→ Problem to work on
Turn the lines below into a numbered list, omitting blank lines and leaving out the pictures.
━━━ Input records ━━━
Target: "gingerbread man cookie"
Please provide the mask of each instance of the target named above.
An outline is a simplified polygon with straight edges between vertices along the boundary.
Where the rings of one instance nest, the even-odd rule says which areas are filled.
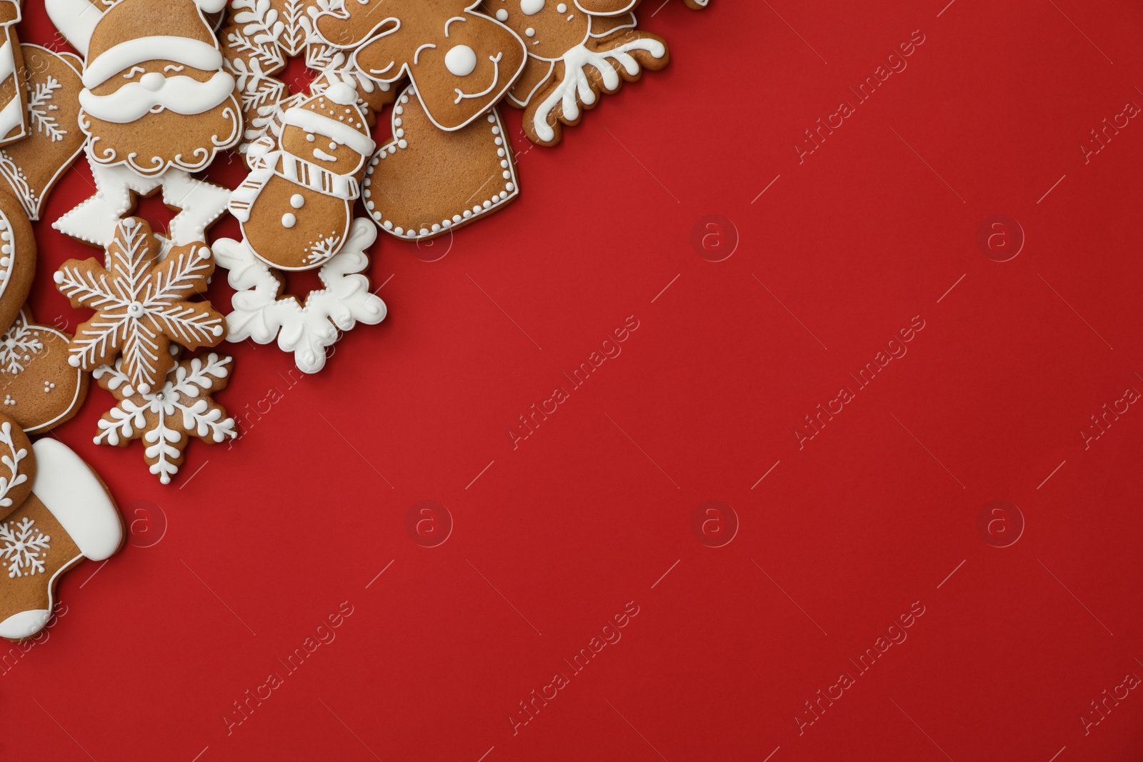
[[[64,572],[83,559],[109,559],[123,544],[119,510],[95,472],[57,440],[41,439],[32,450],[31,494],[0,520],[0,570],[8,572],[0,573],[0,637],[11,641],[48,623]]]
[[[203,10],[225,0],[46,0],[56,27],[85,55],[79,122],[91,157],[154,176],[197,171],[238,143],[234,78]]]
[[[95,370],[123,356],[131,385],[146,393],[162,384],[175,364],[168,347],[216,346],[226,332],[209,302],[192,300],[207,289],[214,257],[205,243],[176,246],[161,263],[151,226],[128,217],[107,247],[106,266],[69,259],[56,271],[59,292],[73,307],[95,315],[75,329],[67,361]]]
[[[71,336],[40,326],[25,306],[0,336],[0,414],[29,434],[70,420],[87,399],[87,374],[67,362]]]
[[[638,0],[483,0],[482,9],[528,40],[528,63],[509,94],[526,109],[523,131],[533,143],[555,145],[562,125],[577,125],[600,93],[638,80],[644,69],[671,59],[666,42],[634,30]]]
[[[336,6],[337,3],[327,3]],[[329,45],[378,82],[413,80],[429,119],[455,130],[495,105],[523,69],[523,43],[473,13],[479,0],[352,0],[314,15]]]
[[[230,210],[250,249],[279,270],[320,267],[345,243],[369,137],[357,94],[338,82],[281,115],[277,142],[250,147]]]

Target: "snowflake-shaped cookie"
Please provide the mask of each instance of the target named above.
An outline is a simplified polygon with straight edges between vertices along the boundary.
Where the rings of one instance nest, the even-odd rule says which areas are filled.
[[[43,572],[43,555],[51,538],[35,529],[29,518],[0,523],[0,561],[8,566],[8,577],[30,577]]]
[[[226,387],[230,362],[231,358],[214,352],[183,360],[159,391],[145,394],[123,372],[121,359],[114,366],[97,368],[93,374],[96,382],[114,394],[119,404],[103,415],[95,443],[126,447],[142,438],[146,446],[143,458],[151,473],[169,484],[183,465],[183,450],[191,436],[215,443],[238,436],[234,419],[226,417],[226,409],[211,396]]]
[[[73,307],[96,310],[75,330],[67,361],[94,370],[122,354],[123,372],[143,393],[161,384],[175,364],[170,342],[190,350],[216,346],[226,332],[209,302],[190,300],[207,289],[214,272],[210,249],[176,246],[161,263],[154,249],[151,226],[128,217],[107,247],[106,267],[95,259],[69,259],[55,275]]]
[[[369,279],[360,274],[369,266],[366,249],[376,239],[373,223],[354,219],[345,246],[318,271],[326,288],[312,291],[304,304],[294,296],[281,298],[281,279],[245,241],[215,241],[215,257],[230,271],[227,278],[235,290],[231,299],[234,310],[226,315],[229,339],[270,344],[277,338],[279,348],[294,353],[301,370],[321,370],[338,329],[350,330],[358,322],[373,326],[385,319],[385,303],[369,291]]]

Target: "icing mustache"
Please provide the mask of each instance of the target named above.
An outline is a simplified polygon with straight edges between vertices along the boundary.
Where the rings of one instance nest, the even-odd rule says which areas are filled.
[[[163,77],[149,72],[138,82],[127,82],[109,95],[95,95],[83,88],[79,103],[96,119],[127,125],[163,109],[184,115],[201,114],[219,105],[233,91],[234,78],[226,72],[215,72],[206,82],[182,74]]]

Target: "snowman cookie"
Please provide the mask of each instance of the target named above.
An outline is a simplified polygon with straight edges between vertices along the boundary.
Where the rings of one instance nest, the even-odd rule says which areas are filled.
[[[343,82],[281,114],[277,136],[247,154],[250,174],[230,210],[249,248],[279,270],[312,270],[345,243],[376,147],[357,93]]]
[[[0,423],[0,449],[11,426]],[[57,440],[41,439],[31,450],[31,494],[0,519],[0,570],[7,572],[0,573],[0,637],[11,641],[47,625],[61,576],[85,559],[111,558],[123,544],[119,510],[95,472]]]
[[[203,11],[225,0],[46,0],[53,23],[85,56],[80,128],[90,155],[155,176],[198,171],[241,138],[234,78]]]

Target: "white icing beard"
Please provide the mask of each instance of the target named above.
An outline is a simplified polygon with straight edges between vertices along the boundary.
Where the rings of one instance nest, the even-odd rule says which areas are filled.
[[[215,72],[206,82],[184,74],[165,77],[160,72],[146,72],[138,81],[126,82],[107,95],[95,95],[83,88],[79,103],[95,119],[127,125],[144,114],[163,110],[184,115],[206,113],[233,91],[234,78],[227,72]]]

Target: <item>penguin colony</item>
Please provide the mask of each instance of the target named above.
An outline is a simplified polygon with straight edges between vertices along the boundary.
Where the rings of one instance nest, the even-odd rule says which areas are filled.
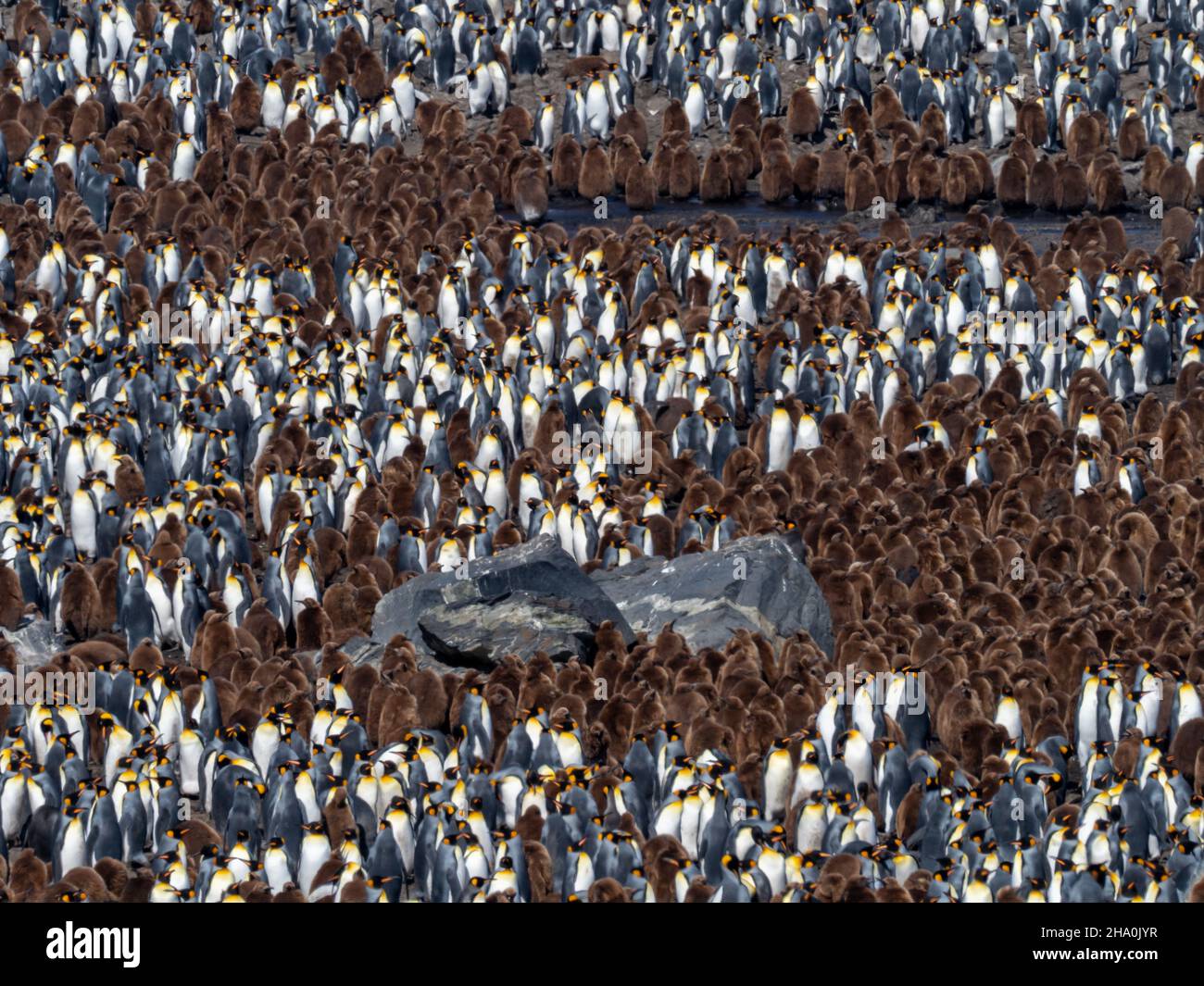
━━━
→ Exercise response
1. Target: "gingerbread man cookie"
2. Please provide the mask of each instance of the target named above.
3. An outline is a simplified polygon with straight edges between vertices along the boundary.
4. Where the rings of one instance nest, the even-odd rule says which areas are filled.
5. [[[64,572],[83,559],[109,559],[123,544],[119,510],[95,472],[57,440],[41,439],[32,450],[31,494],[0,520],[0,570],[8,572],[0,573],[0,637],[11,641],[48,623]]]
6. [[[203,10],[225,0],[46,0],[56,27],[85,55],[79,122],[91,157],[154,176],[197,171],[238,143],[234,78]]]
7. [[[95,370],[123,356],[131,385],[146,393],[162,384],[175,364],[168,347],[216,346],[226,332],[209,302],[192,300],[207,289],[214,257],[205,243],[176,246],[161,263],[151,226],[128,217],[107,247],[106,266],[69,259],[56,271],[59,292],[73,307],[95,315],[75,329],[67,361]]]
8. [[[71,336],[40,326],[25,306],[0,336],[0,414],[29,434],[70,420],[87,399],[87,374],[67,362]]]
9. [[[638,0],[483,0],[482,9],[528,40],[528,63],[509,94],[526,109],[523,131],[533,143],[555,145],[562,125],[577,125],[600,93],[638,80],[644,69],[671,59],[666,42],[634,30]]]
10. [[[336,6],[337,3],[327,3]],[[329,45],[378,82],[413,80],[429,119],[455,130],[495,105],[523,69],[523,43],[473,13],[479,0],[352,0],[314,15]]]
11. [[[230,210],[250,249],[279,270],[320,267],[345,243],[369,137],[357,94],[338,82],[281,115],[277,142],[250,147]]]
12. Target: "snowflake-shaped cookie"
13. Please provide the mask of each instance of the target named above.
14. An outline is a simplified polygon with straight edges between vertices along the boundary.
15. Where the rings of one instance nest, the even-odd rule says which areas are filled.
16. [[[43,572],[43,555],[51,538],[35,529],[29,518],[0,523],[0,561],[8,566],[8,577],[30,577]]]
17. [[[226,387],[230,362],[231,358],[214,352],[183,360],[159,391],[145,394],[123,372],[121,359],[114,366],[97,368],[93,374],[96,382],[114,394],[119,404],[103,415],[95,443],[126,447],[142,438],[146,446],[143,458],[151,473],[169,484],[183,465],[183,450],[191,436],[215,443],[238,436],[234,419],[226,417],[226,409],[211,396]]]
18. [[[73,307],[96,310],[75,330],[67,361],[94,370],[122,354],[123,372],[143,393],[161,384],[175,364],[170,342],[190,350],[216,346],[226,332],[209,302],[190,300],[207,289],[214,272],[210,249],[176,246],[161,263],[154,249],[151,226],[128,217],[107,247],[106,267],[95,259],[69,259],[55,275]]]
19. [[[369,279],[360,274],[369,266],[366,249],[376,239],[373,223],[354,219],[345,246],[318,271],[326,288],[312,291],[304,304],[294,296],[281,298],[281,279],[245,241],[215,241],[215,257],[230,271],[227,278],[235,290],[231,299],[234,310],[226,315],[229,339],[270,344],[277,338],[279,348],[294,353],[301,370],[321,370],[338,329],[350,330],[358,322],[373,326],[385,319],[385,303],[369,291]]]
20. Target: "icing mustache"
21. Please provide the mask of each instance of the target named above.
22. An outline is a simplified polygon with straight edges between vertices along the boundary.
23. Where the rings of one instance nest, the even-odd rule says which areas are filled.
24. [[[163,77],[149,72],[138,82],[127,82],[109,95],[95,95],[83,88],[79,103],[96,119],[127,125],[163,109],[184,115],[201,114],[219,105],[233,91],[234,78],[226,72],[215,72],[206,82],[182,74]]]
25. Target: "snowman cookie"
26. Please provide the mask of each instance of the target named above.
27. An outline is a simplified polygon with straight edges between vertices along the boundary.
28. Where the rings of one instance nest, the even-odd rule says which areas are filled.
29. [[[343,82],[281,114],[277,136],[247,154],[250,174],[230,210],[249,248],[279,270],[312,270],[345,243],[376,147],[357,93]]]
30. [[[0,423],[0,449],[11,426]],[[57,440],[41,439],[31,450],[31,494],[0,519],[0,570],[7,572],[0,573],[0,637],[11,641],[47,625],[61,576],[85,559],[111,558],[123,544],[119,510],[95,472]]]
31. [[[203,11],[225,0],[46,0],[53,23],[85,56],[80,128],[90,155],[155,176],[198,171],[241,138],[234,78]]]
32. Target: "white icing beard"
33. Please provide the mask of each instance of the target named above.
34. An outline is a simplified polygon with straight edges between vertices along the boundary.
35. Where the rings of one instance nest, the even-odd rule says which areas are filled.
36. [[[215,72],[206,82],[184,74],[165,77],[160,72],[146,72],[138,81],[126,82],[107,95],[95,95],[83,88],[79,103],[95,119],[127,125],[144,114],[163,110],[184,115],[206,113],[233,91],[234,78],[227,72]]]
37. Target: <item>penguin colony</item>
38. Please provide the mask of each instance of the target named above.
39. An outline is a simplified polygon with straight edges between vertices along the boundary.
40. Where the rings of one instance nest, the even-odd rule says which areas are filled.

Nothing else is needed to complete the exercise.